CHESAPEAKE CITY – Like the newborn foals she treats, Olga Smolenskaia- Souvorova is seeing Maryland for the first time.
Smolenskaia-Souvorova is one of several members of Russia’s horse industry who will spend months at horse farms and racetracks across the state this year, learning how the American industry operates and contributing their own ideas.
“We’ll try to see and learn everything that is going on,” said Smolenskaia-Souvorova, an intern from Moscow. “I don’t think that six months will be a long time.”
In Russia the medicine is “different,” said Smolenskaia-Souvorova, a veterinarian since 1979 who has worked with horses for more than six years.
At Winbak Farm in Cecil County, she helps care for the mares and foals, walking across gentle hills from the interns’ dormitory to the foaling barns every day. She and Anna Kocherga, the other Russian intern at Winbak, will do a variety of work there.
Smolenskaia-Souvorova said she is already learning a lot — 22 foals had been born by the first week of this month — and expects to be very busy later in the spring, as nine to 10 foals are expected to born a night from the 321 mares still pregnant.
So far, six interns have arrived in Maryland, and up to five more are expected sometime this spring, said Nancy Wallace, director of international marketing at the Maryland Department of Agriculture.

Referring-expression pointing data:
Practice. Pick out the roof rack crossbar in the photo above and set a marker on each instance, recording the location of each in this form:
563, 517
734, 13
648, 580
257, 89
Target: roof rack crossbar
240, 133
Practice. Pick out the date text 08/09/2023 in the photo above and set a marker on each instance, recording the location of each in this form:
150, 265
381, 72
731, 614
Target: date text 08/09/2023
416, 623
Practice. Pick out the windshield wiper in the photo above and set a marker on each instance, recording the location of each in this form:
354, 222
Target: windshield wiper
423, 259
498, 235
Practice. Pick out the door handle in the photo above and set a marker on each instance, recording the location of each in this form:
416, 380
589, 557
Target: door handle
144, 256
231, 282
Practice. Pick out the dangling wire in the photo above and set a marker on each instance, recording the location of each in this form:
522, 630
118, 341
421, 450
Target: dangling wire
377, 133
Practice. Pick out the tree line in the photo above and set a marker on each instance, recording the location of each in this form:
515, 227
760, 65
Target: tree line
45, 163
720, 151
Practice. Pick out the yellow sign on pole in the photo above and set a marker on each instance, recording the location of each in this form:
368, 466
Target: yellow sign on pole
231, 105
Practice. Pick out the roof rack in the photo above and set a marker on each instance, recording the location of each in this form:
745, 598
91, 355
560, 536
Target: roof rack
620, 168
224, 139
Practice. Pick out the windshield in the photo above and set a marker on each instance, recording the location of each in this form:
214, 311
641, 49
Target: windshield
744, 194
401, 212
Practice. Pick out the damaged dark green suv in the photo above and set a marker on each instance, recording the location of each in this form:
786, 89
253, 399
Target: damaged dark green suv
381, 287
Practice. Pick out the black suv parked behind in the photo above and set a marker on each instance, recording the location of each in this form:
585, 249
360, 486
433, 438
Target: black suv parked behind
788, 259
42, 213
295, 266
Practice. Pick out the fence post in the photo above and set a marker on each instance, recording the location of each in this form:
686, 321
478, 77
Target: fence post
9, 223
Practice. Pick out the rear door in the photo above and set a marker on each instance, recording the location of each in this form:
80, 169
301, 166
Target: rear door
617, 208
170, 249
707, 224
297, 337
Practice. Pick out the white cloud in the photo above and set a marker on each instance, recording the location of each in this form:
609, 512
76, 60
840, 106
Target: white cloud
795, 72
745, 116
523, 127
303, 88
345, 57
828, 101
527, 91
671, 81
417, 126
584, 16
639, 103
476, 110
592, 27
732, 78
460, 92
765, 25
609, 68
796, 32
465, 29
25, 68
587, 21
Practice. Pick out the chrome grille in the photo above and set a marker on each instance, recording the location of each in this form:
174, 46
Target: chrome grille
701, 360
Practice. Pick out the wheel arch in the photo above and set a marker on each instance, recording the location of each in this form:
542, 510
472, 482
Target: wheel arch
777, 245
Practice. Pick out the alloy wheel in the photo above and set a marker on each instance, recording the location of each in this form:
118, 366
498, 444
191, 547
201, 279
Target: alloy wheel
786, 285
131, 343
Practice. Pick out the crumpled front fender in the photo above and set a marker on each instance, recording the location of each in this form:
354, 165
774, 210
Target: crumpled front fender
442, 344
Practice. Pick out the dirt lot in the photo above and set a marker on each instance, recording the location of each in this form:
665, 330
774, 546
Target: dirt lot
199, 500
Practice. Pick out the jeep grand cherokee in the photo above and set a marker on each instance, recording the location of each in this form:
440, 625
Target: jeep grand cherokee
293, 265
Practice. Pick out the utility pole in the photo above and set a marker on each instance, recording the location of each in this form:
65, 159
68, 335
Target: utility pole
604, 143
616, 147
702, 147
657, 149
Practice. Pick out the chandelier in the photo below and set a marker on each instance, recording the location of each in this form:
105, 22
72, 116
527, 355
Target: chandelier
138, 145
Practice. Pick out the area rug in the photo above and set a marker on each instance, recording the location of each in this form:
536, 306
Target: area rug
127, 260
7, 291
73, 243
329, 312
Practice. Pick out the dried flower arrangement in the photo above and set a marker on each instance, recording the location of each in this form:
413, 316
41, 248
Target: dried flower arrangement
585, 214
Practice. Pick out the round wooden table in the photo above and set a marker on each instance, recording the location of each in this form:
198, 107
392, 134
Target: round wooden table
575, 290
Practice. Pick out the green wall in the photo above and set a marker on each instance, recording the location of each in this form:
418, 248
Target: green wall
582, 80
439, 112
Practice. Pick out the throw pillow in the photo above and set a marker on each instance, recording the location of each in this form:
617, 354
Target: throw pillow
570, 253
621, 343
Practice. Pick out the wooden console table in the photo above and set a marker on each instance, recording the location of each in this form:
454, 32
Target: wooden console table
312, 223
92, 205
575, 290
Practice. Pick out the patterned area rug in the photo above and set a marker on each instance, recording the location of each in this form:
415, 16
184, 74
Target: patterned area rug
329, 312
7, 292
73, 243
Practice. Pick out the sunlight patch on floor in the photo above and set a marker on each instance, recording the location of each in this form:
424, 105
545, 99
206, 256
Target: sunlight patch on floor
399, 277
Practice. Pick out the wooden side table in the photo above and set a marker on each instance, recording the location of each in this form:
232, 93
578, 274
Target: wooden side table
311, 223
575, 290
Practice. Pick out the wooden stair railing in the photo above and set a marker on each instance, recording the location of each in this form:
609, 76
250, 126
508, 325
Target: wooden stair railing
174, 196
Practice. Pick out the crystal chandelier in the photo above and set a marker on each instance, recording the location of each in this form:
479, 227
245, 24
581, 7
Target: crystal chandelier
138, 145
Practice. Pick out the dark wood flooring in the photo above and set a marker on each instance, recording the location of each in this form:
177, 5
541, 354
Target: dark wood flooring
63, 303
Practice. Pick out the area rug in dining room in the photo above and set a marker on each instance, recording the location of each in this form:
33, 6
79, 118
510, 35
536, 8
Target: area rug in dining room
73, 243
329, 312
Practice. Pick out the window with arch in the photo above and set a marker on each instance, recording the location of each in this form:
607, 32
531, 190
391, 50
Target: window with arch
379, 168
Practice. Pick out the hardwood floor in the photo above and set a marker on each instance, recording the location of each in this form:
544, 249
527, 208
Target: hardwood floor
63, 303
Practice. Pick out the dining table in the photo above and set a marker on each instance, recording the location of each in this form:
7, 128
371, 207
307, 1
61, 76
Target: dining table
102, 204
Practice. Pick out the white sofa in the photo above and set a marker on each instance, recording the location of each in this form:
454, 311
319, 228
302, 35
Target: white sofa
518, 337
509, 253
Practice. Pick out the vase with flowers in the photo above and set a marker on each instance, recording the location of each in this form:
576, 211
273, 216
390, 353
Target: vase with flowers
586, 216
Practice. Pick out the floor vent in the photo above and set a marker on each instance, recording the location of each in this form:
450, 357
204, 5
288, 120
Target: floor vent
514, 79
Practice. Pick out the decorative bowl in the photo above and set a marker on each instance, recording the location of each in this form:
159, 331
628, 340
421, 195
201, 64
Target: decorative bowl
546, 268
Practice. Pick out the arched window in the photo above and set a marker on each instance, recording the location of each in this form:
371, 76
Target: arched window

> What the task asks: Carry the article about the Russian horse-industry interns in Maryland forward from its last sentence.

> Task response:
The interns applied to the Department of Agriculture under a grant funded by the U.S. Commerce Department’s Special American Business Internship Training program, which aims to improve business relations between this country and the former Soviet republics, Wallace said.
Carolyn Green, owner of Green Willow Farms in Carroll County, said she had expected the interns to have better English skills. Even though her intern, Moscow veterinarian Anton Berezine, speaks quite broken English, however, “we manage to understand each other.”
Berezine, who said he is working with the foals, will be at Green Willow for six months, through the end of the breeding season, Green said.
Green became interested in the Russian horse industry when she traveled there with other Maryland breeders, owners, and racetrack officials and saw the horses.
“They looked wonderful,” she said.
Winbak Farms owner Joe Thomson was impressed with the horses on that trip to Russia as well, said farm manager Bill Gerweck.
“When he came back we were told that there was a program that allowed an exchange of knowledge,” Gerweck said.
Thomson is dedicated to new technology and knowledge in areas from veterinary procedures and medicines to equine psychology and nutrition, said Winbak operations manager Tony Lazzaro. The farm has done its own nutrition study and is currently involved in two studies of an equine virus, he said.
Gerweck said Winbak interns Kocherga and Smolenskaia-Souvorova are working closely with the farm’s staff veterinarians. Because some of the Russian practices are “very rudimentary” and many things are different, such as names of drugs, the interns work directly under the veterinarians’ supervision.
Many of the interns said they were glad for the chance to be here.
“We’re very happy and we learn a lot here,” said Olga Arkhipova, who has been working with veterinarian Roger Scullin for two months. “The vet is on a very higher level here.”
But Lazzaro said the staff of Winbak wants to learn from the interns as much as the interns learn from the staff.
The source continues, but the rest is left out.